### Gegeven fragment
Historisch Genootschap Waddinxveen

P. van der Linde

Besmettelijke ziektes Eind zeventiger jaren heerste er polio in Nederland- ook in deze streek. Om zijn patiënten te bewegen zich te laten vaccineren, was er wel overtuigingskracht van Van der Linde jr. nodig. Evenals zijn vader is hij groot en breed, wat daarbij hielp. Op de radionieuwsdienst werd verteld dat mensen die vóór 1936 geboren waren, geen polio zouden krijgen. Maar de volgende dag had iemand uit 1932 het. Die dag was er een boer die zich zwaar ziek voelde, een vader van 6 kinderen wiens kinderen op de Driestar zaten en diarree hadden gehad. Van der Linde jr. liet hem op verdenking van polio in het ziekenhuis opnemen, wat inderdaad klopte: de man hield er een lam been aan over. Van der Linde vroeg daarom belet aan bij de burgemeester (Smallenbroek), want deze behoorde een besmettelijke ziekte als polio aan te geven. Veel mensen wilden het poliovaccin graag hebben;  op een dag zouden er om 14 uur suikerklontjes met poliovaccin uitgedeeld worden. Voor het consultatiebureau in de Stationsstraat stond een rij van zeker 300 mensen, tot om één minuut voor twee een harde donderslag klonk, waarop driekwart plotsklaps wegrende!

### Records uit de dataset
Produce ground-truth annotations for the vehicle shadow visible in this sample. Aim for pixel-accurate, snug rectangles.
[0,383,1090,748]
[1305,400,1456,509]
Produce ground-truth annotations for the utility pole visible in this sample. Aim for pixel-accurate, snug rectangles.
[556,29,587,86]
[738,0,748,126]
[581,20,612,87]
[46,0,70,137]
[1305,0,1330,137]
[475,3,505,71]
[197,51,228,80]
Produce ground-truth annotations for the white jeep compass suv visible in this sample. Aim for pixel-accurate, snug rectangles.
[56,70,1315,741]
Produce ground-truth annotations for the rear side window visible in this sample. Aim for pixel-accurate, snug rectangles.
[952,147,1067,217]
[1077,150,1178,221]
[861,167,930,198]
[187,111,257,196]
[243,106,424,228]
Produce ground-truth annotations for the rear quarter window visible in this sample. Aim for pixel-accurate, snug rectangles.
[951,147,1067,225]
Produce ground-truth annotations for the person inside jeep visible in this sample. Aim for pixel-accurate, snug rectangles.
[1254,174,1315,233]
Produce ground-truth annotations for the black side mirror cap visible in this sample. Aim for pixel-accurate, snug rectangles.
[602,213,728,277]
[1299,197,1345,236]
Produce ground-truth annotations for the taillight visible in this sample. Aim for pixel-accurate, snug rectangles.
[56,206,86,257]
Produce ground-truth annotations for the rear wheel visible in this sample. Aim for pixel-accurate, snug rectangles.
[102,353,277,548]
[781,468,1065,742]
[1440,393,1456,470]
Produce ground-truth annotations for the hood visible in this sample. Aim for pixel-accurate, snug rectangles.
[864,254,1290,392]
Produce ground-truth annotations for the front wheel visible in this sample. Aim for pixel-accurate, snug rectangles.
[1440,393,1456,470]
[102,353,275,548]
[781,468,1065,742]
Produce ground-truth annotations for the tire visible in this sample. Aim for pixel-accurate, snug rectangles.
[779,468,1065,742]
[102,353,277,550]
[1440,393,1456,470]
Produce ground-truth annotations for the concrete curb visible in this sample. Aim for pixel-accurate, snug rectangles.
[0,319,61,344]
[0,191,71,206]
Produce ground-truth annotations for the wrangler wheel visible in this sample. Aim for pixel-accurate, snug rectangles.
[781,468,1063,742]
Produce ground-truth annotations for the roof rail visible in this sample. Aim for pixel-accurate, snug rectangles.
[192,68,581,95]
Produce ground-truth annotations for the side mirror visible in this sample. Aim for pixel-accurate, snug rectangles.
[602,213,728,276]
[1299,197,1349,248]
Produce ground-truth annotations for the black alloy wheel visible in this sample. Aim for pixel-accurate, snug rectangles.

### Opdracht
Hoeveel mensen stonden volgens het fragment over polio in de rij voor het consultatiebureau in de Stationsstraat?

### Verwacht antwoord
Zeker 300 mensen.